TO BE DONE: Print the portion of the shortwave broadcasting passage that runs from "Thoughts on How" down to "these new stations.", keeping every word unchanged.

PASSAGE SHOWN:
=-=-=-=-=

Thoughts on How Hams Can Use the Shortwave Broadcast Frequencies


Ed DD5LP sent us some very interesting information about a resurgence of shortwave broadcast activity in Europe.  Thanks Ed. 

Here is a collection of QSL cards sent out last year by some of these new stations.  

Hi Bill,

I'm just listening to the latest podcast and note your returning lovefor AM Broadcast stations and wondered if you also see the trend in the US that we are seeing in Germany?

 I know you have WTWW but that's a commercial SW AM Broadcast radio station, that has always been owned and run by a family of Hams. What we are seeing Germany is that when a commercial broadcaster such as Deutsche Welle closes down their Shortwave Broadcast stations, Amateurs are applying for and getting licences to the freed up frequencies. This started about 5 years ago with channel292 (Channel292.de) on initially 6070 kHz and then later also  on 7440 kHz. This amateur is located near Ingolstadt in Bavaria and runs 10 kW using the driver stage from the old DeutscheWelle 100 kW transmitter on the same frequency. He is partnered with a group in Austria who run a major AM station near Vienna that has two 500 kW transmitters and some fantastic massive antenna systems with 20dB gain across the whole  of the HF spectrum. That Austrian station is still owned by the Austrian government in case they need a broadcast station to transmit around the world at any time. It's kept "idling" at 100 kW in the meantime and like Channel 292 includes the German language "DARC Radio" amateur radio program in what it transmits.

=-=-=-=-=

(Location identification lines)
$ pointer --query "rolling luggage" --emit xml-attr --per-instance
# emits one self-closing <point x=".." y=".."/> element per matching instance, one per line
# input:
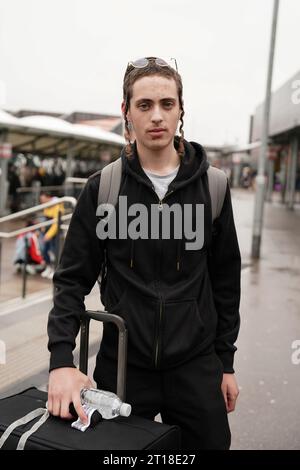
<point x="131" y="433"/>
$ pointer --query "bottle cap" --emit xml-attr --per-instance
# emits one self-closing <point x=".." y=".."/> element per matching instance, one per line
<point x="125" y="409"/>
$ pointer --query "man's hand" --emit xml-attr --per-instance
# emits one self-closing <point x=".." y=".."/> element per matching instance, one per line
<point x="65" y="384"/>
<point x="230" y="391"/>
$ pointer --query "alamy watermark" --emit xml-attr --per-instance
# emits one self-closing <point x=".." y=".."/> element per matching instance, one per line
<point x="2" y="352"/>
<point x="295" y="358"/>
<point x="2" y="93"/>
<point x="296" y="93"/>
<point x="160" y="222"/>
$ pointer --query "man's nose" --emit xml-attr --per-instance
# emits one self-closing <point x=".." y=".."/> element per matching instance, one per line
<point x="156" y="116"/>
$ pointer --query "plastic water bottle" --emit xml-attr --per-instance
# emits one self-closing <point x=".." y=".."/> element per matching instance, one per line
<point x="108" y="404"/>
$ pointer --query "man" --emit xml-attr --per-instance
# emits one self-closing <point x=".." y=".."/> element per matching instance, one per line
<point x="180" y="303"/>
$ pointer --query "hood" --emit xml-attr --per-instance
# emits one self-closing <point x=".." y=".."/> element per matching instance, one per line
<point x="193" y="164"/>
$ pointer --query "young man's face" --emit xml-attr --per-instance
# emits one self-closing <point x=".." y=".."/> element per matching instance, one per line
<point x="154" y="111"/>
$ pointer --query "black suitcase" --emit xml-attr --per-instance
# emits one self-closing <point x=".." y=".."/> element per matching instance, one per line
<point x="132" y="433"/>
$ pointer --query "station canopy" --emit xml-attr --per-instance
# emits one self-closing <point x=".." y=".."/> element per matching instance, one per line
<point x="52" y="136"/>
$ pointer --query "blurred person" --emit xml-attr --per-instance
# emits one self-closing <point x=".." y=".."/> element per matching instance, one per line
<point x="181" y="306"/>
<point x="14" y="184"/>
<point x="49" y="237"/>
<point x="33" y="258"/>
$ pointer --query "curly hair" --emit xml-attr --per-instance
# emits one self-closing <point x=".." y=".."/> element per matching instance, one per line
<point x="132" y="74"/>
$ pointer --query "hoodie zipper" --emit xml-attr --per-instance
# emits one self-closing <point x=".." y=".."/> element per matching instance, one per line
<point x="158" y="336"/>
<point x="158" y="333"/>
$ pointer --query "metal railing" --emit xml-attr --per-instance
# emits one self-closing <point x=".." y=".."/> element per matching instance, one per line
<point x="19" y="215"/>
<point x="31" y="194"/>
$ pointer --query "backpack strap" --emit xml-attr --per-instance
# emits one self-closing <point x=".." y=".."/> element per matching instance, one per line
<point x="217" y="183"/>
<point x="110" y="183"/>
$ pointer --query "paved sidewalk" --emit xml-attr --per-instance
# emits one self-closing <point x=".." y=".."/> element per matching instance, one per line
<point x="267" y="415"/>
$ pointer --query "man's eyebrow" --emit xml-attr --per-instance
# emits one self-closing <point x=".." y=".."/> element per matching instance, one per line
<point x="148" y="100"/>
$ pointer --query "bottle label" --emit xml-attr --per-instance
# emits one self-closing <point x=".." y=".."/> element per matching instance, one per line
<point x="89" y="410"/>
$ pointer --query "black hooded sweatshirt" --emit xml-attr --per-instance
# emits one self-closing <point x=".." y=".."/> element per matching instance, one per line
<point x="177" y="303"/>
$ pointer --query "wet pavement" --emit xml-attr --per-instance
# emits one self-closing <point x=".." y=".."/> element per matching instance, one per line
<point x="267" y="415"/>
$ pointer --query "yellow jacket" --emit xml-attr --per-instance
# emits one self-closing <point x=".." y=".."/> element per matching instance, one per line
<point x="52" y="213"/>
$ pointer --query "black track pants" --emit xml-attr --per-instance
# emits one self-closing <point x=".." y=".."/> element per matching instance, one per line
<point x="188" y="395"/>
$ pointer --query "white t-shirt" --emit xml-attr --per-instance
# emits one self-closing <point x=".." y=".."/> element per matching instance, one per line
<point x="161" y="182"/>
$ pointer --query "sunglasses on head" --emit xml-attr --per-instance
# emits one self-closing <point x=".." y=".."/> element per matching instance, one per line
<point x="143" y="62"/>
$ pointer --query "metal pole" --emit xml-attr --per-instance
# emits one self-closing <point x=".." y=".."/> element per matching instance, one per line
<point x="260" y="180"/>
<point x="293" y="172"/>
<point x="24" y="267"/>
<point x="270" y="180"/>
<point x="3" y="178"/>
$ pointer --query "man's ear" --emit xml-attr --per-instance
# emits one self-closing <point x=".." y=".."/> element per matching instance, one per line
<point x="123" y="108"/>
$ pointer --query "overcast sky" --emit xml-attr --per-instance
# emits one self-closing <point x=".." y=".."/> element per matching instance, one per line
<point x="67" y="55"/>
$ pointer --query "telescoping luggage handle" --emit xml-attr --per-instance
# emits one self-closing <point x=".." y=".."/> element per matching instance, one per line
<point x="122" y="345"/>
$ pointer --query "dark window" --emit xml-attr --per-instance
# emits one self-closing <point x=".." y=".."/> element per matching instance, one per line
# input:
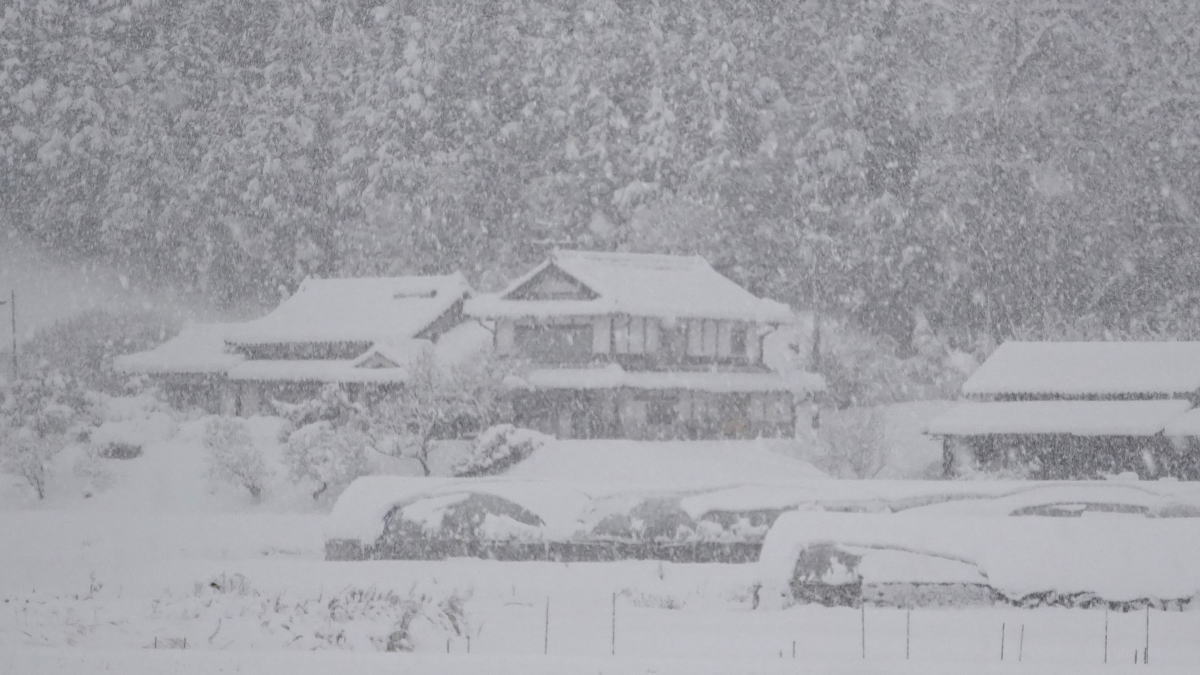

=-=-=-=-=

OUTPUT OF THE EXERCISE:
Thoughts on How Hams Can Use the Shortwave Broadcast Frequencies


Ed DD5LP sent us some very interesting information about a resurgence of shortwave broadcast activity in Europe.  Thanks Ed. 

Here is a collection of QSL cards sent out last year by some of these new stations.